▶ **The exercise**
Put the lines below into a JSON list of strings, one string per line and blank lines omitted, starting at the line with "Check that each instance of the pedestrian crossing" and ending with the line with "(1013, 134)", both included. Leave out all other lines.

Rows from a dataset
►

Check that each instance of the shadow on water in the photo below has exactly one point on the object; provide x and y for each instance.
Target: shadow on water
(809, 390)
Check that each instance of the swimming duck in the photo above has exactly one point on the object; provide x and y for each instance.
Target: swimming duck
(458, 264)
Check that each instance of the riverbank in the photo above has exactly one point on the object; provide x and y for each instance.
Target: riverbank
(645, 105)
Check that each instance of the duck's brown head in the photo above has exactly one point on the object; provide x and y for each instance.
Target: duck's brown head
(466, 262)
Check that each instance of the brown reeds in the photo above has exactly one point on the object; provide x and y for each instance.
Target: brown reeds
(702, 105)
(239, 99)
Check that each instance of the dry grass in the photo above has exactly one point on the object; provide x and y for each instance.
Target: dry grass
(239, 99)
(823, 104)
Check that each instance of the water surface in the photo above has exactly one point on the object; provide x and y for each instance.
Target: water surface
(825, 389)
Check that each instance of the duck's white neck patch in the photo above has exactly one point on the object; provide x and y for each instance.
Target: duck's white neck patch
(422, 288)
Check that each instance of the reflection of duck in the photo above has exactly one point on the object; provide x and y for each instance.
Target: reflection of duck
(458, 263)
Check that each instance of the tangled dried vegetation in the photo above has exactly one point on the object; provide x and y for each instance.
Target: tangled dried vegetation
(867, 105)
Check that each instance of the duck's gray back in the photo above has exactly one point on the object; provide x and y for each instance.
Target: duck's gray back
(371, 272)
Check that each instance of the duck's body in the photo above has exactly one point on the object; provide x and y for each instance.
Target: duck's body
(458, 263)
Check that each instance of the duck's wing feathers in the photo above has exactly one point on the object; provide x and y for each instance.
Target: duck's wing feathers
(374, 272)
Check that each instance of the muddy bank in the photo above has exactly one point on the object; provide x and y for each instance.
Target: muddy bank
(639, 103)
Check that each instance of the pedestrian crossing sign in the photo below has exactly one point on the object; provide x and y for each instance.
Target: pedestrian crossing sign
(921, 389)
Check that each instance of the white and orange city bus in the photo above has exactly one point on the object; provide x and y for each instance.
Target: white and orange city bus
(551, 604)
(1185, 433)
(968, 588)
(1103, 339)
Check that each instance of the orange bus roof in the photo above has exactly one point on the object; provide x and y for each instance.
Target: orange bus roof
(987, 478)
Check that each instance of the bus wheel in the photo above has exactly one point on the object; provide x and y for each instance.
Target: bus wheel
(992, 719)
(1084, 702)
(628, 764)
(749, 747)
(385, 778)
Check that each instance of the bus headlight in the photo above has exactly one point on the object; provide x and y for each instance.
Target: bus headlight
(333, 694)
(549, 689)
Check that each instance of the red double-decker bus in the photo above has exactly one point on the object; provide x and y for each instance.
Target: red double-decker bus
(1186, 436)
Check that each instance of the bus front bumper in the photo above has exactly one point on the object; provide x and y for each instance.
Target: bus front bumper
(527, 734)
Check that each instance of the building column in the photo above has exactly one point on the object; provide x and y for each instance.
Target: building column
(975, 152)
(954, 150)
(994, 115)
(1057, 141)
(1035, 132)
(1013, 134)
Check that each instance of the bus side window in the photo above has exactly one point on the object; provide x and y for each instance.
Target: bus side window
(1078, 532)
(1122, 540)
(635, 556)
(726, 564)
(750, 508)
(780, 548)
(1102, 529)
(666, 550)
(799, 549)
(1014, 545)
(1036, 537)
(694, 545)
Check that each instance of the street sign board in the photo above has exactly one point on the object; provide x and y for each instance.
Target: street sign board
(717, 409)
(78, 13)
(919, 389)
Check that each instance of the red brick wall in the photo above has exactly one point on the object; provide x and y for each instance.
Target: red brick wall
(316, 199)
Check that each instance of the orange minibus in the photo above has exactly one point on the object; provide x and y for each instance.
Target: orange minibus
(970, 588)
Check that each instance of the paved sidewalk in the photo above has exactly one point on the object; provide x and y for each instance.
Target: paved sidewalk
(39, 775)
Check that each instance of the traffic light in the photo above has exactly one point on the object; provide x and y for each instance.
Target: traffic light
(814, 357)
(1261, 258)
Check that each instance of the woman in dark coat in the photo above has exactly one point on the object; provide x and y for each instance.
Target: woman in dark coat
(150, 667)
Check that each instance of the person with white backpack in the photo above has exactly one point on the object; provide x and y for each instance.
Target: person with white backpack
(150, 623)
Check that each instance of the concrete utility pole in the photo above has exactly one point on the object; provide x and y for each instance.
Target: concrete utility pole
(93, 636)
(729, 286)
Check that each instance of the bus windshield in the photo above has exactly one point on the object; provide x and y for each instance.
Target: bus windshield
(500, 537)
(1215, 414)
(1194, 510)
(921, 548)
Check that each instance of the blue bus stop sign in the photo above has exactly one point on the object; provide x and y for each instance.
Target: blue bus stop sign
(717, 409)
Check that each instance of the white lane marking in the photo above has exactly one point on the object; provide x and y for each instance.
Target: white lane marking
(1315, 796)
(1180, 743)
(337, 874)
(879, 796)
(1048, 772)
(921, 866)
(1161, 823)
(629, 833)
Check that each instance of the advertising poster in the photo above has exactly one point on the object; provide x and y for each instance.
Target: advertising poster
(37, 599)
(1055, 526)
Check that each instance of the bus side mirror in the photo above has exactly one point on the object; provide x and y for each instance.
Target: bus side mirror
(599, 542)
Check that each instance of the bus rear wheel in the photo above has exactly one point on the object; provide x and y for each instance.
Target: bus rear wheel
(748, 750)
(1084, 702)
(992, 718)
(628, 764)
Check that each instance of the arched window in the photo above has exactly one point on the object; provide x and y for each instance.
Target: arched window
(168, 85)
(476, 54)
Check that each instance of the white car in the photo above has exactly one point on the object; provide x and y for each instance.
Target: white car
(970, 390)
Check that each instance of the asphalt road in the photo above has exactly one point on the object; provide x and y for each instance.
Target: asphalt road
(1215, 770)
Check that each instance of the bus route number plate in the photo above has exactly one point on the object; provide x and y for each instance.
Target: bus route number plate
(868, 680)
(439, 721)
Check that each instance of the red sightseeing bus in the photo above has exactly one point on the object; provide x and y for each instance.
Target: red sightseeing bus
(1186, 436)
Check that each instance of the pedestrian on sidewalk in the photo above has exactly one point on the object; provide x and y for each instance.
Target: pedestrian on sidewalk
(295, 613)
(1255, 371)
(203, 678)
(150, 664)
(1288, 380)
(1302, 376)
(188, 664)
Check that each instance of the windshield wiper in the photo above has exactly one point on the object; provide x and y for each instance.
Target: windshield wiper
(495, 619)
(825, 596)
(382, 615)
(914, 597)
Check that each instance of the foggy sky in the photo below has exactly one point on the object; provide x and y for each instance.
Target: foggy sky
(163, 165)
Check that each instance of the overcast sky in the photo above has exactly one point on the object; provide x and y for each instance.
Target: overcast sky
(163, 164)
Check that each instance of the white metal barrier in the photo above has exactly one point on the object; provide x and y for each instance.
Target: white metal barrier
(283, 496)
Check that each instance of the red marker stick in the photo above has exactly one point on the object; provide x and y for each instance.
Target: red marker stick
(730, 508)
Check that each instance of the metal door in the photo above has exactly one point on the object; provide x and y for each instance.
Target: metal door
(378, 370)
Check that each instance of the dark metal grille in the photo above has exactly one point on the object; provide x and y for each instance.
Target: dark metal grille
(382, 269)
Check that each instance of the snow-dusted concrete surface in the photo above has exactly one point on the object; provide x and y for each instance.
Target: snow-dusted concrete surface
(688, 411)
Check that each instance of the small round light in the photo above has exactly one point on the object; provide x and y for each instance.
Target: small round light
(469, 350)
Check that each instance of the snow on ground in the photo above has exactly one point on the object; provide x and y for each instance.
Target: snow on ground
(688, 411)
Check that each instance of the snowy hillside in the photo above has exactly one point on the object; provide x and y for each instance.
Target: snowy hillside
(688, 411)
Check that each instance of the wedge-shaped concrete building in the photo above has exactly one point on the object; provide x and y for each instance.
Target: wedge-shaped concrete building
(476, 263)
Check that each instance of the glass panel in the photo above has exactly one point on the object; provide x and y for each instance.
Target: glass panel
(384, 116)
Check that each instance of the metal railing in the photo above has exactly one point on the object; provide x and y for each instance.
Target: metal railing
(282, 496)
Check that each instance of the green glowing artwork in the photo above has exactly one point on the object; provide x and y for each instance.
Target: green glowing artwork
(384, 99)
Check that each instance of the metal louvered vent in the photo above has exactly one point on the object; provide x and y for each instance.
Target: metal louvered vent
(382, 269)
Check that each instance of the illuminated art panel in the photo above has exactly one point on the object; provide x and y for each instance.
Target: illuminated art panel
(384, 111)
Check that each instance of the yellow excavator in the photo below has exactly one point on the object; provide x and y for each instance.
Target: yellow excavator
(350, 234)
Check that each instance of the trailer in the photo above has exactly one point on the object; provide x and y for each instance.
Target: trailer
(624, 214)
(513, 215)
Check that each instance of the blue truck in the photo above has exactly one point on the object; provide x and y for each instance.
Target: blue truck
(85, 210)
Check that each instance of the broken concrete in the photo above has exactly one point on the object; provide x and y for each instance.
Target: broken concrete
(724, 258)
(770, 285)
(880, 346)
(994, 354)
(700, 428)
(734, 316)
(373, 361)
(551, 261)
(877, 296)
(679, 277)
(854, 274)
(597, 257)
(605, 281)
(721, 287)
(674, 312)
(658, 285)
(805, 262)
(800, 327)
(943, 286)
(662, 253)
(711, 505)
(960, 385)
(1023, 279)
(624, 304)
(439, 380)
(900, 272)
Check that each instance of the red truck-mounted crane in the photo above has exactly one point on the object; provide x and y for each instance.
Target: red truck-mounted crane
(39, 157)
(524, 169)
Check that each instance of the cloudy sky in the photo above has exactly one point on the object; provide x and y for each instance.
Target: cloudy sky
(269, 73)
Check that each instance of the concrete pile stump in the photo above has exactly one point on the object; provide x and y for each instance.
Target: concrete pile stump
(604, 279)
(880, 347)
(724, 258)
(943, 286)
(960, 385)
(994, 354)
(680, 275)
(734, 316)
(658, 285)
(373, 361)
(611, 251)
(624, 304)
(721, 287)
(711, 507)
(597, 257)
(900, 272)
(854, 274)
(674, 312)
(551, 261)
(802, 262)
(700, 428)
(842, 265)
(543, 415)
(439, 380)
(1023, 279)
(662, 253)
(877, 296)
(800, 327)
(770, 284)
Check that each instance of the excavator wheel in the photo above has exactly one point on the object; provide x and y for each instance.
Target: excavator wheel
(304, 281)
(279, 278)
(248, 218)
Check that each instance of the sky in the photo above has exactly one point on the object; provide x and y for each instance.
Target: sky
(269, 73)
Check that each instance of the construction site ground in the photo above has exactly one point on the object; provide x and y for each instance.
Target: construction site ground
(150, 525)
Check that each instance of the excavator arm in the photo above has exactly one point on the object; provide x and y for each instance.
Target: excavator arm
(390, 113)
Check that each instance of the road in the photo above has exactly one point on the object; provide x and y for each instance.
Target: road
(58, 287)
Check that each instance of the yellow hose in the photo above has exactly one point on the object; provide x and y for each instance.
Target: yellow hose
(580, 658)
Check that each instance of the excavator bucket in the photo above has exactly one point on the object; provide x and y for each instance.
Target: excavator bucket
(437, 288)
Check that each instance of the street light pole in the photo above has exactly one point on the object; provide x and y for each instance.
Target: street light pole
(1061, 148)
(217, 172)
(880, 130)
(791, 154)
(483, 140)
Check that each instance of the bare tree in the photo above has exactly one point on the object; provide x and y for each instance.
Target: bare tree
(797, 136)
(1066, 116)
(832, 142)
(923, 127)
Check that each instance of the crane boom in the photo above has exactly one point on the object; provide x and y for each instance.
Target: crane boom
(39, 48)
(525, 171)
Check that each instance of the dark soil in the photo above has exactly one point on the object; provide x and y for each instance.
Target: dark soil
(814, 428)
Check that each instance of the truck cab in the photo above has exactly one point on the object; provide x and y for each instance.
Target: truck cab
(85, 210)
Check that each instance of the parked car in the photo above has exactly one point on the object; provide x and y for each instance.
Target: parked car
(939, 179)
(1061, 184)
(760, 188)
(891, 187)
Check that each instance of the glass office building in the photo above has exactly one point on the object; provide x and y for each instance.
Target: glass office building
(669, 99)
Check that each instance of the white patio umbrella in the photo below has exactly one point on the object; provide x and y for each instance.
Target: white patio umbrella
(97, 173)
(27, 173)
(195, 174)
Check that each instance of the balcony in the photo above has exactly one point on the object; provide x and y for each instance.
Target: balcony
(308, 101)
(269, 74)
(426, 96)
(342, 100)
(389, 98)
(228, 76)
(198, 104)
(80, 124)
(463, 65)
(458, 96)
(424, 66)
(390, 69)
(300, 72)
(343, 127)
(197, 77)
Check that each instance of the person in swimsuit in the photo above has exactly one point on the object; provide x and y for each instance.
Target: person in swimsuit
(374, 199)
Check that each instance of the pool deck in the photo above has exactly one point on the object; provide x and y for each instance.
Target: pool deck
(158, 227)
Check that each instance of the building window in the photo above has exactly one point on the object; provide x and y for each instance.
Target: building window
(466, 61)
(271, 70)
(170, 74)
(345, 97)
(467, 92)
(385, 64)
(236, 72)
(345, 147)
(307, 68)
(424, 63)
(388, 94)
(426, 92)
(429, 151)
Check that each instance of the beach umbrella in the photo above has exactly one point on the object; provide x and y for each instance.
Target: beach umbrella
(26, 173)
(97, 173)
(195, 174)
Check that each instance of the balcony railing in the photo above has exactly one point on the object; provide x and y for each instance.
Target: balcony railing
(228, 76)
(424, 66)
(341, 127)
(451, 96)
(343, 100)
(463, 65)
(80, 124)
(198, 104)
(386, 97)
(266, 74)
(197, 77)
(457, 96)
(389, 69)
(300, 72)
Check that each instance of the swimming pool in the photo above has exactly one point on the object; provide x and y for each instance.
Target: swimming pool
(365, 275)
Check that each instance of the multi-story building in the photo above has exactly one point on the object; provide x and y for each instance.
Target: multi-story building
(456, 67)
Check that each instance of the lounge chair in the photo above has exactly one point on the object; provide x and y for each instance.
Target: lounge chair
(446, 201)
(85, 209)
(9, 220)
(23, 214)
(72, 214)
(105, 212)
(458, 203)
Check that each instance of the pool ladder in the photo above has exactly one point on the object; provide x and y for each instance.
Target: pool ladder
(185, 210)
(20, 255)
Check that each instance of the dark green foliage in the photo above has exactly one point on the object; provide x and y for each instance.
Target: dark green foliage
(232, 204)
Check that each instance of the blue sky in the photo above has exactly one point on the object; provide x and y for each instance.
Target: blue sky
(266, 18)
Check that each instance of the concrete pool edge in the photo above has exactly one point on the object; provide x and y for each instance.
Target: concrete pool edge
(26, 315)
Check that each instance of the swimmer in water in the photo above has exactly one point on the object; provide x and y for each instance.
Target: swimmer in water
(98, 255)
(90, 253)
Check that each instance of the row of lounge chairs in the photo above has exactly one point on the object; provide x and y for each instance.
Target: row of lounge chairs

◄

▶ **Result of this exercise**
[
  "Check that each instance of the pedestrian crossing sign in the photo below has exactly one point on the object; provide x and y for each instance.",
  "Target: pedestrian crossing sign",
  "(921, 389)",
  "Check that each instance of the white and orange city bus in the photo above has exactly one point on the object; provide x and y for each instance.",
  "Target: white and orange city bus",
  "(551, 604)",
  "(1185, 433)",
  "(968, 588)",
  "(1103, 339)",
  "Check that each instance of the orange bus roof in the photo above has exactly one point on the object; provide x and y for each instance.",
  "Target: orange bus roof",
  "(987, 478)",
  "Check that each instance of the bus wheel in the photo above has exactly one point on the object; provide x and y for each instance.",
  "Target: bus wheel",
  "(992, 719)",
  "(1084, 702)",
  "(628, 764)",
  "(749, 747)",
  "(385, 778)",
  "Check that each instance of the bus headlight in the photo above has exactly one point on the object; provide x and y for each instance.",
  "Target: bus headlight",
  "(333, 694)",
  "(549, 689)",
  "Check that each instance of the red double-decker bus in the photo above has exactly one point on the object; provide x and y for each instance.",
  "Target: red double-decker bus",
  "(1186, 436)",
  "Check that each instance of the bus front bumper in the photo above has exactly one point on the object; provide x and y for each instance.",
  "Target: bus front bumper",
  "(527, 734)",
  "Check that each instance of the building column in the photo above has exactly one point on the object; provide x and y for each instance.",
  "Target: building column",
  "(975, 152)",
  "(954, 150)",
  "(994, 115)",
  "(1057, 141)",
  "(1035, 132)",
  "(1013, 134)"
]